═══ STORED RECORDS

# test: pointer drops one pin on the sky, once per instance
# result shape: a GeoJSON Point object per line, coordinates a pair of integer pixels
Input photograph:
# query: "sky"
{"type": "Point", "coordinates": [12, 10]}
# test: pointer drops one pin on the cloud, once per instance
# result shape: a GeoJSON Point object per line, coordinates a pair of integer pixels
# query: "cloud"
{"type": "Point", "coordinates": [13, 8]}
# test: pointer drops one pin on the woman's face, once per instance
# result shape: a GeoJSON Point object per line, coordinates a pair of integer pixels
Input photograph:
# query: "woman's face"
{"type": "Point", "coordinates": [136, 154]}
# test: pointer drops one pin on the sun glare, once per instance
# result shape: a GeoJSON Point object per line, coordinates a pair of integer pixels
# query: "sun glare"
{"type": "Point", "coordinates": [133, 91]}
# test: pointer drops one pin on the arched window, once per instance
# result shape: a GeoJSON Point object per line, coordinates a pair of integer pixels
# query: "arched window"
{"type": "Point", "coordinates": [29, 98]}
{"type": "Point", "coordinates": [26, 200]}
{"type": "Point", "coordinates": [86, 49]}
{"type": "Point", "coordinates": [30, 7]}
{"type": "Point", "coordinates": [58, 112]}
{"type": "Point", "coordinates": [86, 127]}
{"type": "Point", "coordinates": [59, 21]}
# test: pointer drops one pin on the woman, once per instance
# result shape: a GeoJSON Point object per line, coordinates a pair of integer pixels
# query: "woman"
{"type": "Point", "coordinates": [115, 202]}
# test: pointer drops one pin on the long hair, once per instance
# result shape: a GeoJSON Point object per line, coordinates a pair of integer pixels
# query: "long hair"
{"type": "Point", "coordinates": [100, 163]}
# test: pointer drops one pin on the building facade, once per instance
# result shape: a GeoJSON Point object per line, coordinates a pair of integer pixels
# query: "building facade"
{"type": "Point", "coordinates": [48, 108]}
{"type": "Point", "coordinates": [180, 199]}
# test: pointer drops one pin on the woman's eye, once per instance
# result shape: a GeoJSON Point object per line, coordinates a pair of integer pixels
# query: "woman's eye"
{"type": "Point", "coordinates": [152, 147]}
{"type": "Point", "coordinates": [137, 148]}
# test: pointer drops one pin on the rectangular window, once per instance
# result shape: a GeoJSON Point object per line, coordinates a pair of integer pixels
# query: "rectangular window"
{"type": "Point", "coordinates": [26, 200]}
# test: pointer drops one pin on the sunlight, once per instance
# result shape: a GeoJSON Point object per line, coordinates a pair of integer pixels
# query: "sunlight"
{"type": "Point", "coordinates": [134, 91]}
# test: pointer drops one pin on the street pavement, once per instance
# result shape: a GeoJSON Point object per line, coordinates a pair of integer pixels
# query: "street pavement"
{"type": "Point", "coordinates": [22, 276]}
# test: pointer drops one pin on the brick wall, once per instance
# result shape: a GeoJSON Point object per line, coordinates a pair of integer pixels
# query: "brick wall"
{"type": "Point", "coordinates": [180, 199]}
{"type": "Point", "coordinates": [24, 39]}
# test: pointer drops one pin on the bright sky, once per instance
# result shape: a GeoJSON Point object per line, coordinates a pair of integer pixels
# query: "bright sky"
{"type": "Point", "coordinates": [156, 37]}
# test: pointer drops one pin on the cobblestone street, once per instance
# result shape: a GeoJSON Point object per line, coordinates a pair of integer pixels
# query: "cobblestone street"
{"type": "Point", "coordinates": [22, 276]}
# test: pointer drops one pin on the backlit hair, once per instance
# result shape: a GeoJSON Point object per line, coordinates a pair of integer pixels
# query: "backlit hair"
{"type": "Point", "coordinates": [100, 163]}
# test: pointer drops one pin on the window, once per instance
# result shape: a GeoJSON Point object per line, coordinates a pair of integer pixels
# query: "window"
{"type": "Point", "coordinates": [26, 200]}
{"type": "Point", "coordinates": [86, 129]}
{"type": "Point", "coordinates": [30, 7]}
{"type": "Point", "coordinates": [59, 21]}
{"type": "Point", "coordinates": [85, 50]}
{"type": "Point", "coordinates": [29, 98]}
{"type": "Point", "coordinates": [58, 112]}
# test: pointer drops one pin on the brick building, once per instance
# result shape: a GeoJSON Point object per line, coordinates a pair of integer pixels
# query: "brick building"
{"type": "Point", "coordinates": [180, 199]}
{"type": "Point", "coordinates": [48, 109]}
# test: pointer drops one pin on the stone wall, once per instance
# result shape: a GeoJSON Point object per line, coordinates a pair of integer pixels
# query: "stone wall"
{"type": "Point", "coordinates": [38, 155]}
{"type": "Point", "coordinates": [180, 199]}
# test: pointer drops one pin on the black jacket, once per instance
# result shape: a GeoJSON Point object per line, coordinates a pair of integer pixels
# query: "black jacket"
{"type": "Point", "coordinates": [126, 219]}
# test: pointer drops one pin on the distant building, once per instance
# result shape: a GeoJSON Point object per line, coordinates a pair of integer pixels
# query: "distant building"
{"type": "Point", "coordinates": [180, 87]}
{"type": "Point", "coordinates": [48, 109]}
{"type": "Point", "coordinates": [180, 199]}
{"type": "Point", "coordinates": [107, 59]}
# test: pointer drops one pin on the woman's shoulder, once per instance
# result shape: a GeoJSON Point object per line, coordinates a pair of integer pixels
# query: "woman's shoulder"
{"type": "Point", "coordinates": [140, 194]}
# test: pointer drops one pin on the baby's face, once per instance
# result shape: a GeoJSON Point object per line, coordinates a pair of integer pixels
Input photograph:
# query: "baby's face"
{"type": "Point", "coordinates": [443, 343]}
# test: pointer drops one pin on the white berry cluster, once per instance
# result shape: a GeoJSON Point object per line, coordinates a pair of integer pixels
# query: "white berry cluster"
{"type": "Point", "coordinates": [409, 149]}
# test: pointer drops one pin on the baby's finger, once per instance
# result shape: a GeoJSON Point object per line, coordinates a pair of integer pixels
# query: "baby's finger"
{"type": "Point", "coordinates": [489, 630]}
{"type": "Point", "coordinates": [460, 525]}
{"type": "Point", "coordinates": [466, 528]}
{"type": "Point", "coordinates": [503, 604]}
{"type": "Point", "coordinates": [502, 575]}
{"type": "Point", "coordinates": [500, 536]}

══════

- [SET EXERCISE]: Reproduce the records from the line with "# test: pointer drops one pin on the baby's face, once" through the end of the records, keeping every line, but scale each point coordinate by 1.6 and round to the nearest whole number, with halves rounding up. Give only those lines.

- [WORKED ANSWER]:
# test: pointer drops one pin on the baby's face, once per instance
# result shape: a GeoJSON Point object per line, coordinates a pair of integer pixels
Input photograph:
# query: "baby's face"
{"type": "Point", "coordinates": [709, 549]}
# test: pointer drops one pin on the white berry cluster, once per instance
# result shape: a GeoJSON Point object per line, coordinates a pair of integer pixels
# query: "white berry cluster"
{"type": "Point", "coordinates": [654, 238]}
# test: pointer drops one pin on the baby's finger, once per instance
# result shape: a GeoJSON Point object per line, coordinates a pair of integer pixels
# query: "baby's finger"
{"type": "Point", "coordinates": [782, 1008]}
{"type": "Point", "coordinates": [736, 840]}
{"type": "Point", "coordinates": [746, 845]}
{"type": "Point", "coordinates": [805, 966]}
{"type": "Point", "coordinates": [803, 920]}
{"type": "Point", "coordinates": [800, 858]}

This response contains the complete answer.